= YOUR TASKS =
1: According to the k-means clustering tutorial, how many random pixels are sampled to build the training dataset?
2: Continue the k-means clustering tutorial from the point where it stops.

-------- PASSAGE PROVIDED

Then, save the code in a new file using the Save As menu.

Step 2: Generate Training Data

Unlike supervised classification where we collected specific training points, we'll randomly sample pixels from the image:

// Make the training dataset.
var training = Landsat.sample({
    region: Landsat.geometry(),
    scale: 30,
    numPixels: 1000,
    tileScale: 8
});

Key Parameters:

  • numPixels: 1000 - We sample 1000 random pixels
  • tileScale: 8 - Helps avoid memory errors for large regions

Step 3: Instantiate and Train the Clusterer

We'll use k-means clustering with 4 clusters (matching our supervised classification):

// Instantiate the clusterer and train it.
var clusterer = ee.Clusterer.wekaKMeans(4).train(training);

How K-Means Works

  1. Randomly place k seed points in spectral space
  2. Assign each pixel to its closest seed (cluster)
  3. Calculate the mean (centroid) of each cluster
  4. Reassign pixels to the new closest centroid
  5. Repeat until centroids stabilize
K-means visual concept

Figure - K-means visual concept showing iterative clustering

Step 4: Apply the Clusterer

Apply the trained clusterer to classify the entire image:

// Cluster the input using the trained clusterer.
var Kclassified = Landsat.cluster(clusterer);

// Display the clusters with random colors.
Map.addLayer(Kclassified.randomVisualizer(), {},
    'K-means classified - random colors');

Important: The colors are assigned randomly, so they won't match your supervised classification colors yet!

Challenge Tasks

Challenge 1: Identify Cluster Land Covers (20 points)

Your image has four clusters (values 0-3). Using the Inspector tool:

  1. Click on different land cover types in your map
  2. Look at the "cluster" band value
  3. Document which cluster number corresponds to each land cover:
  • Herbaceous: Cluster ___
  • Water: Cluster ___
  • Forest: Cluster ___
  • Developed: Cluster ___

Add a comment in your code documenting your findings.

Challenge 2: Apply Custom Color Palette (15 points)

Display the clusters with the same palette as supervised classification:

// Based on your Challenge 1 findings, reorder the palette
// Original palette: ['d0741e','1a11ff','589400', 'ff0000']
// (herbaceous, water, forest, developed)

Map.addLayer(Kclassified, {
    min: 0, 
    max: 3, 
    palette: [/* YOUR REORDERED PALETTE */]
}, 'K-means classified');

Challenge 3: Compare Results (15 points)

Inspect the results and add a paragraph comment explaining:

  • How does the unsupervised classification compare to the supervised one?

----------------
-------- INFORMATION SUPPLIED

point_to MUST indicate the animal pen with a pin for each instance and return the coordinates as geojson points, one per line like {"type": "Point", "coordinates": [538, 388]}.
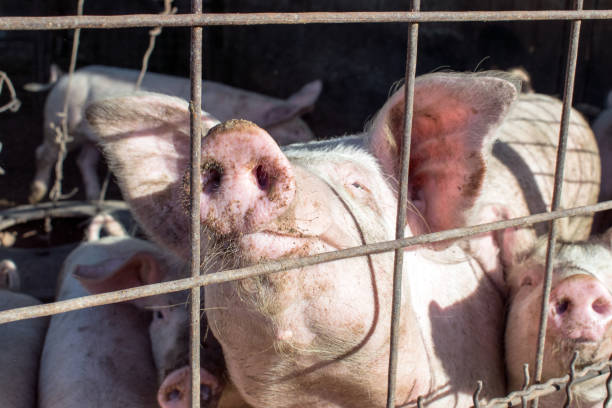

----------------

= FINAL RESULTS =
1: 1000 pixels.

2:
  • Which land covers were classified similarly? Which were different?
  • What advantages and disadvantages do you see for each approach?

Check Your Understanding

  1. Why do we need to label clusters after unsupervised classification?
  2. What would happen if you set k=10 instead of k=4? Would it be better or worse?
  3. Why might two different land cover types end up in the same cluster?
  4. In what situations would unsupervised classification be preferable to supervised?

Troubleshooting

Problem: "Computation timed out" error

Solution: Increase the tileScale parameter (try 16 instead of 8) or reduce numPixels.

Problem: Clusters don't match expected land covers

Solution: This is normal! K-means groups pixels by spectral similarity, not by what they actually are. Some land covers may share spectral characteristics.

Problem: Results are different each time I run

Solution: K-means has random initialization, so results can vary slightly. Set a seed for reproducibility: ee.Clusterer.wekaKMeans(4).train(training)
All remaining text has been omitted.